- SELECTION -
** Begin **

Lettre Ulysses Award for the art of reportage

Natsuki Ikezawa, Japan



“Theirs were extremely pensive expressions. Were they being pumped with righteous indignation and desire to fight? Were they reliving these past twenty years of warfare and sanctions? Were the younger ones among them steeling their will to fight? Or trying to hold back anxieties about the death and disfigurement awaiting them?”


Novelist, poet, essayist, literary critic, translator. Natsuki Ikezawa was born in 1945 in Hokkaido, in the northern part of Japan.


After studying physics at Saitama University, Ikezawa moved to Greece in 1974, where he resided for three years. On returning to Japan, Ikezawa first became known as a lyric poet and translator, translating American authors Kurt Vonnegut and Jack Kerouac, among others. He also translated Modern Greek poetry into Japanese, and produced subtitles for the films of Greek director Theodoros Angelopoulos.


In 1984, Ikezawa published his first novel, a modern adaptation of Robinson Crusoe. Three years later, in 1987, he published the collection of longer short stories Still Lives, which was highly praised, and received the renowned Akutagawa Prize. He has since published many stories and essays, including Ending with Happiness, which received the Yomiuri Prize.

** End **

- PROVIDED MATERIAL -
** Begin **

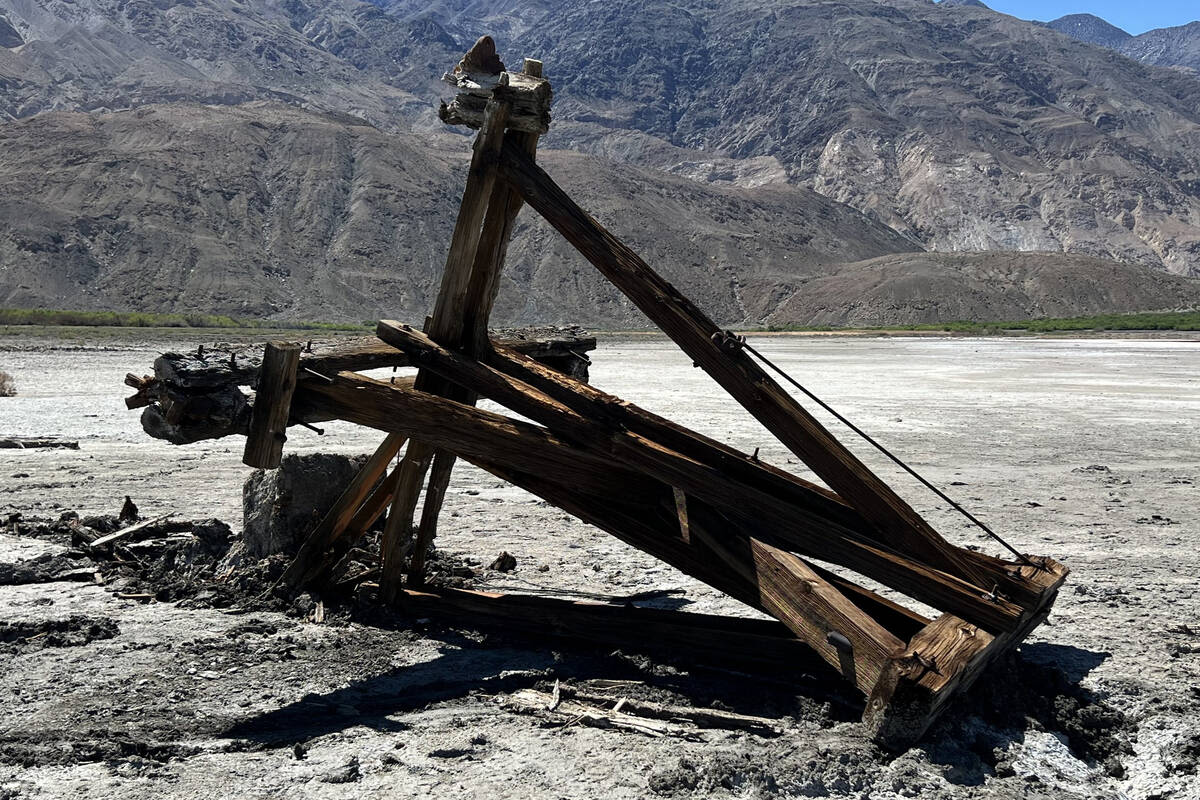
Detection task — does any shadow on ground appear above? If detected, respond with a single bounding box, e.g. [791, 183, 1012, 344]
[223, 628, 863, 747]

** End **
** Begin **

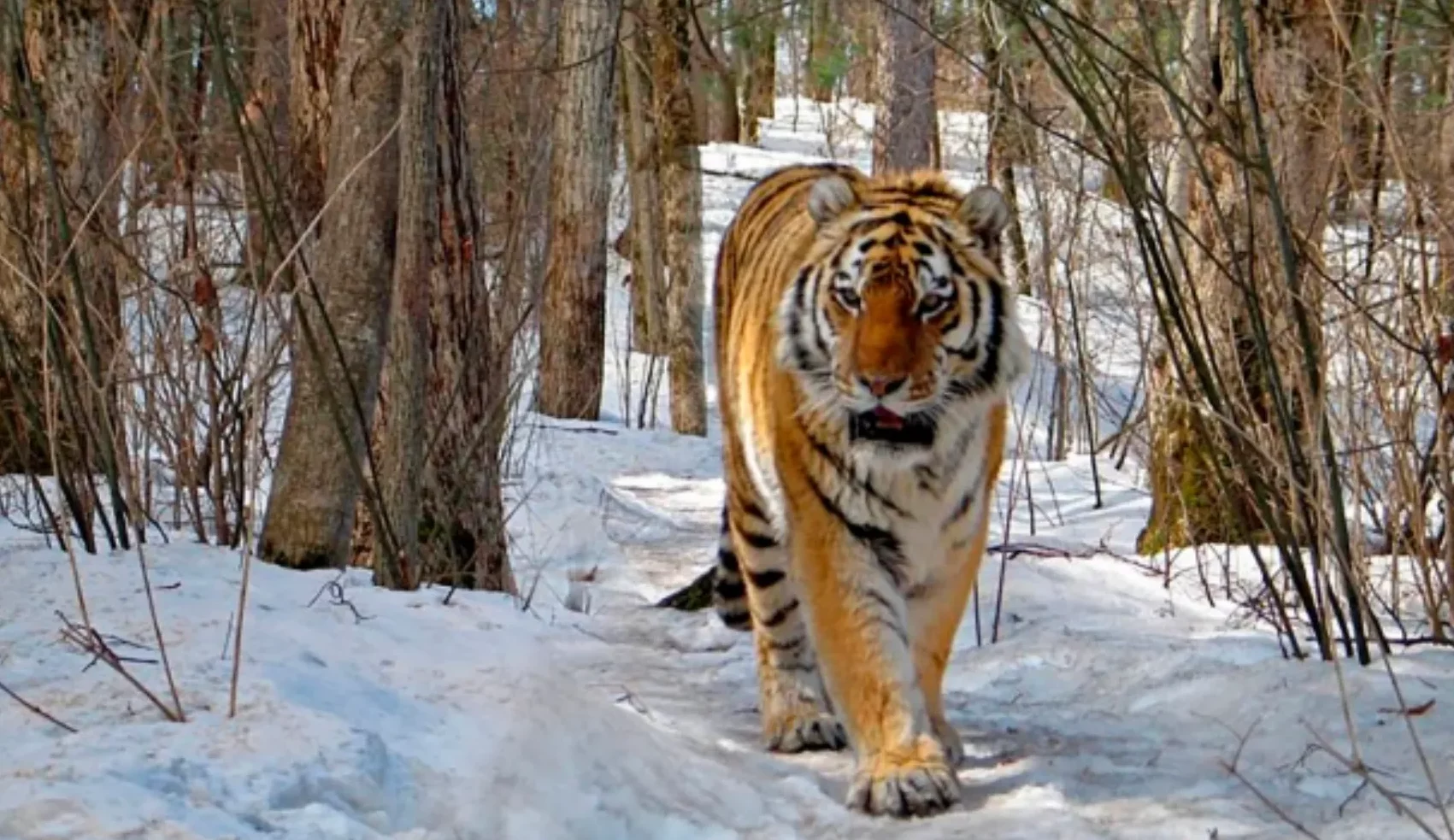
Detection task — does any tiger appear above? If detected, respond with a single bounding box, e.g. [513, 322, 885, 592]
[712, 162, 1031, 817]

** End **

- DIRECTIONS -
[a] Please transcribe the part of the Natsuki Ikezawa profile starting at "Novelist, poet, essayist, literary" and ending at "the Yomiuri Prize.".
[b] Pick up the Natsuki Ikezawa profile after its final sentence and continue writing it.

- ANSWERS IN ORDER -
[a]
Novelist, poet, essayist, literary critic, translator. Natsuki Ikezawa was born in 1945 in Hokkaido, in the northern part of Japan.


After studying physics at Saitama University, Ikezawa moved to Greece in 1974, where he resided for three years. On returning to Japan, Ikezawa first became known as a lyric poet and translator, translating American authors Kurt Vonnegut and Jack Kerouac, among others. He also translated Modern Greek poetry into Japanese, and produced subtitles for the films of Greek director Theodoros Angelopoulos.


In 1984, Ikezawa published his first novel, a modern adaptation of Robinson Crusoe. Three years later, in 1987, he published the collection of longer short stories Still Lives, which was highly praised, and received the renowned Akutagawa Prize. He has since published many stories and essays, including Ending with Happiness, which received the Yomiuri Prize.

[b]
In 1995, Ikezawa published the novel The Fall of Macias Guili (not available in English) for which he was awarded the Tanizaki-Junichiro Prize. The work is a political novel about the uses and abuses of power, and the conflict between Western modernism and the primeval world of the South Pacific: a novel about spirituality, death, sexuality, and the archaic dimensions of life. His next novel, A Burden of Flowers, is set in Bali and is an exciting story involving drug schemes, court dramas, and political conflicts. As in many of his novels and essays, Ikezawa engages with the themes of cultural identity within the current political and societal context, and his relation to nature and the cosmos.


In the autumn of 2002, Ikezawa journeyed to Iraq where, together with renowned Japanese photographer Seiichi Motohashi, he documented the country in the face of the approaching war. This resulted in a piece of literary reportage entitled On a Small Bridge in Iraq, which can be found on the internet (www.cafeimpala.com) alongside his weekly commentaries Welcome to the New Century.


Ikezawa speaks Japanese, English, French and Greek. He is considered to be one Japan’s most important contemporary writers. His works have received laudatory reviews and have been translated into English, French, Russian, Turkish, and German.


Ikezawa currently lives on the Southern Japanese island of Okinawa.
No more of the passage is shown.